Selected extract:
_ _ _ _

The financial statements set out above do not constitute the Company's statutory accounts for the years ended 31 December 2015 or 2014, but is derived from those accounts. Statutory accounts for 2014 have been delivered to the registrar of companies, and those for 2015 will be delivered in due course. The auditor has reported on those accounts; their report was (i) unqualified, (ii) did include a reference to an emphasis of matter in relation to the ability of the Group to continue as a going concern without qualifying their report and (iii) did not contain a statement under section 498 (2) or (3) of the Companies Act 2006. The effects on the auditors' report is described under 'Going concern basis of accounting' below.

Going concern basis of accounting

Challenging market conditions persist for our industry worldwide, with slower global industrial output pushing coking coal prices lower. The dynamics of the regional thermal coal market are also difficult, due to local oversupply and aggressive pricing by certain competitors.

The Group manages its liquidity (EUR 86 million as at 31 December 2015 (31 December 2014: EUR 128 million)) through receivables financing and other working capital measures.

At the present market prices of coal, the Group is cash flow negative even before any servicing of its existing financial indebtedness. The continuing low coal price environment has placed significant pressure on the Group's liquidity position and its solvency, with net liabilities of approximately EUR 385 million as at 31 December 2015, including financial indebtedness with a book value of approximately EUR 383 million and a principal amount of EUR 581 million (comprising EUR 334 million Senior Secured Notes, EUR 162 million Convertible Notes, a EUR 50 million export credit agency-backed facility ('ECA Facility') and a EUR 35 million super senior credit facility ('SSCF')). The Group's Senior Secured Notes and Convertible Notes have features that, in certain specified circumstances, result in interest being able to be paid in kind rather than in cash.

The Group completed a restructuring of its financial indebtedness in 2014. In 2015, management focused on reducing operational and overhead costs as much as possible. However, notwithstanding the steps that have been taken to date, the Group remains cash flow negative and forecasts indicate that the Group could remain cash flow negative before debt servicing for several years.

The SSCF matures in October 2016 and the full EUR 35 million principal amount (together with accrued and unpaid interest) will need to be paid at maturity or be refinanced. The SSCF currently requires New World Resources N.V. ('NWR NV') and its subsidiaries to maintain a minimum cash balance of EUR 40 million on and from 31 October 2015 (the 'Minimum Liquidity Covenant'). It is expected that the cash balances of NWR NV and its subsidiaries will breach the Minimum Liquidity Covenant in Q2 2016, causing an event of default under the SSCF (see further below - SSCF Waiver). If upon (i) breach of the Minimum Liquidity Covenant or the occurrence of any other event of default under the terms of the SSCF; or (ii) maturity of the SSCF, the SSCF is not repaid or refinanced, this would in turn trigger a cross-default to the ECA Facility and potential acceleration under the terms of other financial indebtedness of the Group (including the Senior Secured Notes).

_ _ _ _

Data shown:
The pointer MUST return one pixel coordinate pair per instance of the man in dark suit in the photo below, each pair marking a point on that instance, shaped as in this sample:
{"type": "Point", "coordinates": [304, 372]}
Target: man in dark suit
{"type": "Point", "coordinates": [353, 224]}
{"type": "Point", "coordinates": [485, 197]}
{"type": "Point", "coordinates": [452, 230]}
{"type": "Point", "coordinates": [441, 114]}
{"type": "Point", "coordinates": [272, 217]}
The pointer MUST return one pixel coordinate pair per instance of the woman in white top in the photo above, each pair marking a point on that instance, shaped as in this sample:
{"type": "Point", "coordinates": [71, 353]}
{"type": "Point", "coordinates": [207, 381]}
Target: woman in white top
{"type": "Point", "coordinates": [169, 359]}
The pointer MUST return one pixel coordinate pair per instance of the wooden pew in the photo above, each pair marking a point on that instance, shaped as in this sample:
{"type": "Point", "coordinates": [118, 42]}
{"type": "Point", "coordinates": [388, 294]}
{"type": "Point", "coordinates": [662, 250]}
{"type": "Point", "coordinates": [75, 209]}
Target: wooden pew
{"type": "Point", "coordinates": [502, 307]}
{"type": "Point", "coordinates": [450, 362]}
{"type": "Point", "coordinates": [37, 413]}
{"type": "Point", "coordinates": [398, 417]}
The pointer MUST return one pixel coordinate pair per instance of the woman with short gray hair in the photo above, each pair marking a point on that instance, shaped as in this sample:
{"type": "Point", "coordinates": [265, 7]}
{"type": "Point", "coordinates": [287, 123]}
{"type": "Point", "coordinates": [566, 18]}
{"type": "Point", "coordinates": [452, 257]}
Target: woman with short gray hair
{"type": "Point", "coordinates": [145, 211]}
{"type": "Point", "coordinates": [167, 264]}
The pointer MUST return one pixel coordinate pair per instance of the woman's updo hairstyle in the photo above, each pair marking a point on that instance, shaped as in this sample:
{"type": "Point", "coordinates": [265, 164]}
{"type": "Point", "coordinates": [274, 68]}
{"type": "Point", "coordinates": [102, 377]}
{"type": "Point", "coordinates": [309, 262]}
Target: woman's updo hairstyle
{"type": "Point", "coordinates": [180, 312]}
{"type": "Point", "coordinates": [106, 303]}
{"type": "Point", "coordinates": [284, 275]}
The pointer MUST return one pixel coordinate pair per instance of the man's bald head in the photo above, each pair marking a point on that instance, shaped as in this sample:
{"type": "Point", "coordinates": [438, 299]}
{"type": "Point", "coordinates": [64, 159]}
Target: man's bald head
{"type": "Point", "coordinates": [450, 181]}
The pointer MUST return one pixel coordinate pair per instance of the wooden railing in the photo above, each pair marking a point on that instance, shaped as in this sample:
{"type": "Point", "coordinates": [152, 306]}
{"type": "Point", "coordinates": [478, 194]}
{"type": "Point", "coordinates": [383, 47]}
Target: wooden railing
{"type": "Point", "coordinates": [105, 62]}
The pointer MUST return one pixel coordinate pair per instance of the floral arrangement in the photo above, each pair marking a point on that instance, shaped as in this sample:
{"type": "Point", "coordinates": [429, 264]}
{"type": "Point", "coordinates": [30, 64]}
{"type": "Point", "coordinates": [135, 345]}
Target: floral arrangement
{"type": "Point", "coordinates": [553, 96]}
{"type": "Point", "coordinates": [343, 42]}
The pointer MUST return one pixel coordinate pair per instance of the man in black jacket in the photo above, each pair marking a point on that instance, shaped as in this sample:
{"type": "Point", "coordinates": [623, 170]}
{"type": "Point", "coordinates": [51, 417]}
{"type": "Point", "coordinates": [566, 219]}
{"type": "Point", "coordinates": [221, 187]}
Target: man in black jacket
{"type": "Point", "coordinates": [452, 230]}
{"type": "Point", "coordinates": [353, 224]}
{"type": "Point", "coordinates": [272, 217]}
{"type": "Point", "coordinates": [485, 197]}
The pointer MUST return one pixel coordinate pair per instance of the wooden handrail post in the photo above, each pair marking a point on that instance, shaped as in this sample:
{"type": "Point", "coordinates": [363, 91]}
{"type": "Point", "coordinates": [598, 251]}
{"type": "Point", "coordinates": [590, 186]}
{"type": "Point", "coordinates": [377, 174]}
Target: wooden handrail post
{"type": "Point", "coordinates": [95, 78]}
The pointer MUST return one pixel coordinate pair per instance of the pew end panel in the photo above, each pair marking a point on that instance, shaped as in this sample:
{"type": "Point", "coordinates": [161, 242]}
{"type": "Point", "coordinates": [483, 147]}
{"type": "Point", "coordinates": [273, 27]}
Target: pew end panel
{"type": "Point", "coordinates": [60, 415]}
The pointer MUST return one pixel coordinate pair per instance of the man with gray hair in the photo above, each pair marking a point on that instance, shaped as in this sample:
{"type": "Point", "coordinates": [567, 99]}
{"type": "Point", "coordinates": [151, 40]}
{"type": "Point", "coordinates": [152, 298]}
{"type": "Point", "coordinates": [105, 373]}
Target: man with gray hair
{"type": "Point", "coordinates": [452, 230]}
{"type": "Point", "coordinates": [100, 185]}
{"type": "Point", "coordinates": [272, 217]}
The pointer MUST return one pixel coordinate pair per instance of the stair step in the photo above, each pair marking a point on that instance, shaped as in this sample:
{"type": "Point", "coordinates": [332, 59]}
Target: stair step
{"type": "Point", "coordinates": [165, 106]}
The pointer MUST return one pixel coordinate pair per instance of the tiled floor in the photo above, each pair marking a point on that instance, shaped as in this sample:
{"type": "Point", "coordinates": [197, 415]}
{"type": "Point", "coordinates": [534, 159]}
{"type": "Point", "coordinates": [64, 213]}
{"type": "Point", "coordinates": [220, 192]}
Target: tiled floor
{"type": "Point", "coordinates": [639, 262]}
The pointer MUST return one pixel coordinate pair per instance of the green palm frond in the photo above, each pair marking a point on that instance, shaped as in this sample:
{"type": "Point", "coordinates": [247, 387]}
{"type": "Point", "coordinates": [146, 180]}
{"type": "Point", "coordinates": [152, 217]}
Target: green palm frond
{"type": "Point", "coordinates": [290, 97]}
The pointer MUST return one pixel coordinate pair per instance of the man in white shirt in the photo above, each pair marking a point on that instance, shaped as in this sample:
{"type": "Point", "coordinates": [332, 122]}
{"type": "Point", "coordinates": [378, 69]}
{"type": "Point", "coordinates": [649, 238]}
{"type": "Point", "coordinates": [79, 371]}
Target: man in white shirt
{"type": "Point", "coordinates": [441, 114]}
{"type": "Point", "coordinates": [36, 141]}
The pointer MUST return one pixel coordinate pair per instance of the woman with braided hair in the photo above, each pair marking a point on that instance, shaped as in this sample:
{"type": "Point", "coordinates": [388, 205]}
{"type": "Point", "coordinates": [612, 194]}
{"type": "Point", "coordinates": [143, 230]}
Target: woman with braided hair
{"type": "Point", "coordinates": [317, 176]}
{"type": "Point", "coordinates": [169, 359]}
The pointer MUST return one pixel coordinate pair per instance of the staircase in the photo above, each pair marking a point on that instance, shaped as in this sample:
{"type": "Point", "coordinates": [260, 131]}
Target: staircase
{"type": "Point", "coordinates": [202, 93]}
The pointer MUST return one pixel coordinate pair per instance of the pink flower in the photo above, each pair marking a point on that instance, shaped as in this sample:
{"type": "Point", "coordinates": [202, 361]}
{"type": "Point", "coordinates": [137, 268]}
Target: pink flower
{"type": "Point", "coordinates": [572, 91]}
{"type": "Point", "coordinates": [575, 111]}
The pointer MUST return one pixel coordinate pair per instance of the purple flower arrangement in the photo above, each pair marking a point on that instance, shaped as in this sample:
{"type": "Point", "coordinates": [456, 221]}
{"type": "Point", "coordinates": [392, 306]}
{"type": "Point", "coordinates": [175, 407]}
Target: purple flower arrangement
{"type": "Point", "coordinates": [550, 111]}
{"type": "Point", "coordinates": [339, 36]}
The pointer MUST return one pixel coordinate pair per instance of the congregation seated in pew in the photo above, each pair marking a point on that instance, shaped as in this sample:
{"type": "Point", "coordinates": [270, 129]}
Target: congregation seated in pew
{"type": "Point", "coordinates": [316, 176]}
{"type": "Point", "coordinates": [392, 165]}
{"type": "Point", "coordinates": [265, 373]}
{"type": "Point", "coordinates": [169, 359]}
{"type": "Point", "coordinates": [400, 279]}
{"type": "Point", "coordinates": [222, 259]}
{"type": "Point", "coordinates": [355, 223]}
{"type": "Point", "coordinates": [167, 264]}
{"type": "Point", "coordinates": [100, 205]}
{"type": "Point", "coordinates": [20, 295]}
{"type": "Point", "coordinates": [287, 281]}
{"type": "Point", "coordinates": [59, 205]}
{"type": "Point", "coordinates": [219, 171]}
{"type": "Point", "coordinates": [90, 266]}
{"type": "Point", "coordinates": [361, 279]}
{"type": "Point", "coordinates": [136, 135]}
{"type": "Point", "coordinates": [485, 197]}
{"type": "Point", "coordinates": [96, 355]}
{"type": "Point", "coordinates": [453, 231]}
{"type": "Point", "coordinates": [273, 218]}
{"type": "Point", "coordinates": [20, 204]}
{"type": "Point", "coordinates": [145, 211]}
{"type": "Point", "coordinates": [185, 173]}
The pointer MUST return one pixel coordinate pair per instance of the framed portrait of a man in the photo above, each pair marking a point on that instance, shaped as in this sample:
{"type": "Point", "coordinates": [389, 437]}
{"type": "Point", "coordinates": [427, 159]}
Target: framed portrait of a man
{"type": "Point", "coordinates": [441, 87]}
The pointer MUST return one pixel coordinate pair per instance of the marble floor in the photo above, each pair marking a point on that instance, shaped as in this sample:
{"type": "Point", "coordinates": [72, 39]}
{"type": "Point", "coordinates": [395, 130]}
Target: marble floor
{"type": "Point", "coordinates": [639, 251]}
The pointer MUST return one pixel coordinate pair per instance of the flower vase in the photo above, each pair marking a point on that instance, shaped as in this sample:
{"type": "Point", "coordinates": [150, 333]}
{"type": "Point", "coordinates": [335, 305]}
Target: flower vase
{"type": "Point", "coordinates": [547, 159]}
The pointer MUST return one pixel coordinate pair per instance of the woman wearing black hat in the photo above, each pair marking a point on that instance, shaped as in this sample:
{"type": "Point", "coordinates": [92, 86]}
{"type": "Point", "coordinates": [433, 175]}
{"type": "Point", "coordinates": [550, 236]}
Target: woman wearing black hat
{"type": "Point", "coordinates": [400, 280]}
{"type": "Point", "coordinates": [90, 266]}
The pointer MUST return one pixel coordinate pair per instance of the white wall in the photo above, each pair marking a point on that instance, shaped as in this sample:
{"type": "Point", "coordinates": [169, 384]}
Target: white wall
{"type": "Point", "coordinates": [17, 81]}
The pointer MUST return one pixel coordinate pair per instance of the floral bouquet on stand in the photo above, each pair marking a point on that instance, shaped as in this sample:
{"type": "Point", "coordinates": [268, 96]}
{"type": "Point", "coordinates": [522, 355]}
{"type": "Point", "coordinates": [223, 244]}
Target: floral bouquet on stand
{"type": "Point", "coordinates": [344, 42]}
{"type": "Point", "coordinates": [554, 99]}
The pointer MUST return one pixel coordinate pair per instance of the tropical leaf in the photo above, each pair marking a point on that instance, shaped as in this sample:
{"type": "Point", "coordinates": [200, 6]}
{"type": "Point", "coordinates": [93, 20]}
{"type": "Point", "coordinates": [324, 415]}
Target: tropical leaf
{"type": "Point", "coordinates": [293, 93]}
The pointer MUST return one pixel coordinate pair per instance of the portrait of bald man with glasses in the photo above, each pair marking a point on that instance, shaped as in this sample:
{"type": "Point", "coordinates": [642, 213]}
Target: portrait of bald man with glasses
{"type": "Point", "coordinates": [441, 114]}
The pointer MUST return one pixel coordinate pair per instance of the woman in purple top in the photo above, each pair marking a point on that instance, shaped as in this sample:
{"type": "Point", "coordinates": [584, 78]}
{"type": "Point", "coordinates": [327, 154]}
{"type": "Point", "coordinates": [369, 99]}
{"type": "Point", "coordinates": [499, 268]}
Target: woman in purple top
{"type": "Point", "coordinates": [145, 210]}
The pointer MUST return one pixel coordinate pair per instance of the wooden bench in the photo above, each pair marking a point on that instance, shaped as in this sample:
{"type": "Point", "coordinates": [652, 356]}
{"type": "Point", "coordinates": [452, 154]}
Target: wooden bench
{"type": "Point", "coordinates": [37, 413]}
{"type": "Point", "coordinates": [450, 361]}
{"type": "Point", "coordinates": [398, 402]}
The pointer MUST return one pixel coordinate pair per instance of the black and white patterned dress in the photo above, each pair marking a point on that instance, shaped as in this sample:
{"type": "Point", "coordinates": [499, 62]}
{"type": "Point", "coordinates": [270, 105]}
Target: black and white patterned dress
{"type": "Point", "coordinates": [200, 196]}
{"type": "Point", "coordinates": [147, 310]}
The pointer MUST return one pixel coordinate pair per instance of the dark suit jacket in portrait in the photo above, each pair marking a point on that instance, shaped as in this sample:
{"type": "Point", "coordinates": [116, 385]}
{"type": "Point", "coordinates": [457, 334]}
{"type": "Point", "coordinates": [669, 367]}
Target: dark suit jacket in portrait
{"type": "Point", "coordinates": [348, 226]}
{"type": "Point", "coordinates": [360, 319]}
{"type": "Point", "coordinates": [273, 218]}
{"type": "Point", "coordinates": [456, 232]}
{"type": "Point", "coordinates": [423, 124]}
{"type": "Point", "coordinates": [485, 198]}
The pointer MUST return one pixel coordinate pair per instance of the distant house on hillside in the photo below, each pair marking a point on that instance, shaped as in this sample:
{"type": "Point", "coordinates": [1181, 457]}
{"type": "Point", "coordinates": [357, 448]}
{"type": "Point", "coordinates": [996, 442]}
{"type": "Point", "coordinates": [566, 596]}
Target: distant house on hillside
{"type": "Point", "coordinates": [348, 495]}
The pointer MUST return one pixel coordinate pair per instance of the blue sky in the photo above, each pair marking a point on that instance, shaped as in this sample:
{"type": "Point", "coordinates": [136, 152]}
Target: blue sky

_ _ _ _

Exercise objective:
Reproduce word for word the stretch of the accounts note above that opens with the words containing "The financial statements" and closes with "of accounting' below.".

The solution:
The financial statements set out above do not constitute the Company's statutory accounts for the years ended 31 December 2015 or 2014, but is derived from those accounts. Statutory accounts for 2014 have been delivered to the registrar of companies, and those for 2015 will be delivered in due course. The auditor has reported on those accounts; their report was (i) unqualified, (ii) did include a reference to an emphasis of matter in relation to the ability of the Group to continue as a going concern without qualifying their report and (iii) did not contain a statement under section 498 (2) or (3) of the Companies Act 2006. The effects on the auditors' report is described under 'Going concern basis of accounting' below.